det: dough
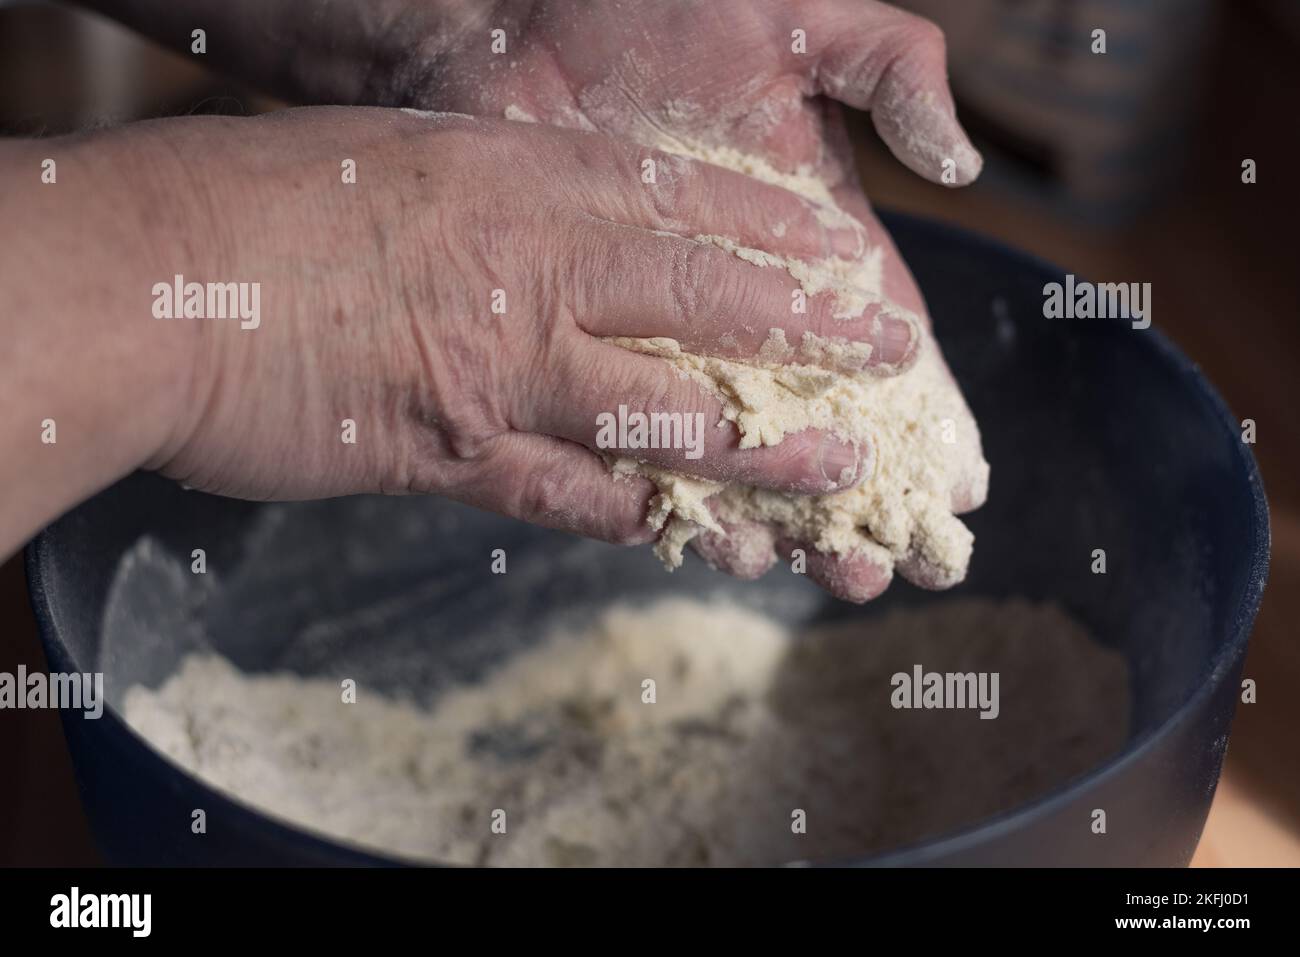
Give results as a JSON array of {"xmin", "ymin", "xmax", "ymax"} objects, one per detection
[
  {"xmin": 493, "ymin": 104, "xmax": 989, "ymax": 584},
  {"xmin": 613, "ymin": 133, "xmax": 990, "ymax": 586}
]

————

**PROBLEM TO WORK ON:**
No pictures go in the copy. Set down all the data exactly.

**TASK RESULT:**
det: dough
Give results as a JSON array of {"xmin", "ymin", "xmax", "ymax"} objects, one per detection
[
  {"xmin": 493, "ymin": 104, "xmax": 989, "ymax": 584},
  {"xmin": 613, "ymin": 133, "xmax": 990, "ymax": 586}
]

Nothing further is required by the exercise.